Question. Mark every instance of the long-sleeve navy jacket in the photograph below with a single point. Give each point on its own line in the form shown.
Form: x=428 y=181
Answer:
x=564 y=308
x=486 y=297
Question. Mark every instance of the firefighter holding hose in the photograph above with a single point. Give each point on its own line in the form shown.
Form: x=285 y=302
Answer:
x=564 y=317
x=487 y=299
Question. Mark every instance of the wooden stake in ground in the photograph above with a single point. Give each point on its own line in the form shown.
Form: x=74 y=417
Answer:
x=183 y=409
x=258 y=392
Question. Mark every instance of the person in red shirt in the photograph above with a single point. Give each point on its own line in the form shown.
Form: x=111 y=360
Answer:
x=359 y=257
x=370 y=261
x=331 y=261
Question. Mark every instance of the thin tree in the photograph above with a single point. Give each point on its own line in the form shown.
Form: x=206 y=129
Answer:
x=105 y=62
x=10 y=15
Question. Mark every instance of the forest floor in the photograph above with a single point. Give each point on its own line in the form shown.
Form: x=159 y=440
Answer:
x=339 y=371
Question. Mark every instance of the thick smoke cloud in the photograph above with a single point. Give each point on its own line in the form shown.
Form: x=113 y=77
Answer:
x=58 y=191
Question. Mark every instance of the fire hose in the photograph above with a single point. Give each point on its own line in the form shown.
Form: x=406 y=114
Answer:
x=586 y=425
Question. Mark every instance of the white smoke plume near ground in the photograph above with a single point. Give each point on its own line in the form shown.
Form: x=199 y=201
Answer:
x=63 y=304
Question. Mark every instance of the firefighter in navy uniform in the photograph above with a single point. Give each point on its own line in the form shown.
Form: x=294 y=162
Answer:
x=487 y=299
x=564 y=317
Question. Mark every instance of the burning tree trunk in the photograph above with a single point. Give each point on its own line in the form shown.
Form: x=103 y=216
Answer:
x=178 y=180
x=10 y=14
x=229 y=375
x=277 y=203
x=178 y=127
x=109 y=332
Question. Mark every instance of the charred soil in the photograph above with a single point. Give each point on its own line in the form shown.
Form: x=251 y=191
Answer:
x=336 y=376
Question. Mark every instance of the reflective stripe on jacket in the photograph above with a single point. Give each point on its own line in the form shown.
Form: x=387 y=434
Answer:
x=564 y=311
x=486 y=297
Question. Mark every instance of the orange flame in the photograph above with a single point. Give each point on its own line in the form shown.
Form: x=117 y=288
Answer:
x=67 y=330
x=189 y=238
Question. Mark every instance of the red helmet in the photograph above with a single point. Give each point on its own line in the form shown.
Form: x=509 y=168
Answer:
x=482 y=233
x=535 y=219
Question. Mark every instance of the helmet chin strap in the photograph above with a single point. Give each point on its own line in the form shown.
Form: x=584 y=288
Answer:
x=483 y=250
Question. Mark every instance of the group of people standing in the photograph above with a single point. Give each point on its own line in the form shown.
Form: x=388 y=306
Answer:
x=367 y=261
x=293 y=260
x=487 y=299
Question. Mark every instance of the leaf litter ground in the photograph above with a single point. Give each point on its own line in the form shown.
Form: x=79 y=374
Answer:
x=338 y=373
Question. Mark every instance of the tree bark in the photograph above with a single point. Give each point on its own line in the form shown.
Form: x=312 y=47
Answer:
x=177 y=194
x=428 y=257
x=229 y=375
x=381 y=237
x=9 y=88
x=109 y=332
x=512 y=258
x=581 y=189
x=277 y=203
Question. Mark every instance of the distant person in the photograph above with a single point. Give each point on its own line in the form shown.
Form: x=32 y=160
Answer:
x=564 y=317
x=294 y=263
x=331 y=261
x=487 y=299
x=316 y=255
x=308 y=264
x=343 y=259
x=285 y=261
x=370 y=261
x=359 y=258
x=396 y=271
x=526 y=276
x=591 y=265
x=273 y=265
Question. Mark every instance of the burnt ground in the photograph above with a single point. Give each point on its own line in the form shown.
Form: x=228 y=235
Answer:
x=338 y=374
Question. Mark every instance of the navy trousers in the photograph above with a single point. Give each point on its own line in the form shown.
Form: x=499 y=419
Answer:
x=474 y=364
_ _ _ _ _ _ _
WORK TO COMPLETE: Change "single point" to "single dot" everywhere it appears in the records above, and write out all the lines again with nothing else altered.

RESULT OF THE TASK:
Question. Mark every instance of the long-sleeve navy jacket in the photograph below with a single dot. Give each point on its own line in the form shown.
Form: x=428 y=181
Answer:
x=564 y=308
x=486 y=297
Question. Mark every instance of the firefighter holding hose in the photograph above with a single dot. Give each point on its own line in the form shown.
Form: x=285 y=302
Answer:
x=564 y=317
x=487 y=299
Question. Mark every instance of the wooden stake in ground in the photograph above with a single dot. Give each point on its own line in the form shown.
Form: x=74 y=417
Answer:
x=183 y=409
x=258 y=392
Question. Mark every instance of the person in red shirt in the photograph above with a single dot. Give each point on its own line in the form shown.
Form: x=111 y=360
Answer:
x=359 y=257
x=370 y=261
x=331 y=261
Question. Mark every instance of the thin tree in the photograph above with a single dot. Give each point on its own line in the form shown.
Form: x=206 y=129
Answer:
x=105 y=62
x=10 y=15
Question. Mark every instance of the forest floor in the photograph above with a single dot. Give each point on its own line in the form shown.
Form: x=159 y=440
Answer:
x=339 y=371
Question. Mark every instance of the thick smoke cloud in the photograph above with a single dot. Give each point on its own line in the form shown.
Form: x=113 y=77
Answer:
x=58 y=191
Question. Mark every instance of the fire hose in the photograph above with a single dot. Give each point on its own line in the form shown.
Form: x=406 y=114
Answer:
x=586 y=425
Question. Mark every instance of the white smoke plume near ground in the photograph above with a single dot. Give each point on its own line in the form shown.
Form: x=199 y=201
Answer:
x=63 y=304
Question. Mark every instance of the firefighter in navy uniform in the photograph above with a single dot. Give each point on its own line in the form shown.
Form: x=294 y=162
Answer:
x=487 y=299
x=564 y=317
Question. Mark every instance of the burning tree trunk in the photograph above with a single dot. Give each point on its own line in the form shown.
Form: x=103 y=216
Answer:
x=178 y=180
x=10 y=14
x=229 y=375
x=277 y=203
x=178 y=127
x=109 y=332
Question. Mark every instance of the charred soil in the photograph above with a single dot. Give each point on its own line in the form shown.
Form: x=251 y=191
Answer:
x=336 y=376
Question. Mark every instance of the reflective stripe on jacket in the photograph above with a single dot. Give each point on its own line in the form shown.
Form: x=387 y=434
Answer:
x=564 y=311
x=486 y=297
Question. Mark every instance of the orange flame in the photograph above with a single dot. Give each point on its own line in the form shown.
Form: x=117 y=288
Answer:
x=67 y=330
x=189 y=238
Question. Mark every instance of the red helmet in the photograph above with a single dot. Give each point on its own line in the form shown.
Form: x=509 y=168
Answer:
x=482 y=233
x=535 y=219
Question. Mark every instance of the helmet chin strap in the photograph above with a single dot. Give each point on its own line in the form shown.
Form: x=584 y=288
Answer:
x=483 y=250
Question. Mark every instance of the group of people standing in the photograph above with a single dot. Give each point on its own line in the form shown.
Form: x=388 y=306
Answer:
x=367 y=261
x=293 y=260
x=487 y=299
Question. Mark every instance of the leaf litter ground in the photograph above with a single dot. Give each point on its own line in the form shown.
Form: x=79 y=374
Answer:
x=338 y=373
Question. Mark every instance of the tree bark in the photograph above with a single dot. Give each point on its own line in the form shown.
Form: x=312 y=47
Answer:
x=177 y=194
x=428 y=257
x=229 y=375
x=381 y=237
x=9 y=88
x=109 y=332
x=512 y=258
x=581 y=189
x=277 y=203
Question. Mark every instance of the distant person in the photograph above with a single dot. Give each point on its own line in the form shown.
Form: x=32 y=160
Answer:
x=564 y=317
x=294 y=263
x=331 y=261
x=487 y=299
x=316 y=255
x=308 y=264
x=343 y=259
x=285 y=261
x=370 y=261
x=359 y=258
x=396 y=271
x=526 y=276
x=591 y=265
x=273 y=265
Question. Mark every instance of the burnt ground in the photograph above with a single dot. Give each point on its own line in the form shown.
Form: x=228 y=235
Answer:
x=338 y=374
Question. Mark every instance of the navy trousers in the photograph above with a single dot. Give each point on its own line in the form shown.
Form: x=499 y=419
Answer:
x=474 y=364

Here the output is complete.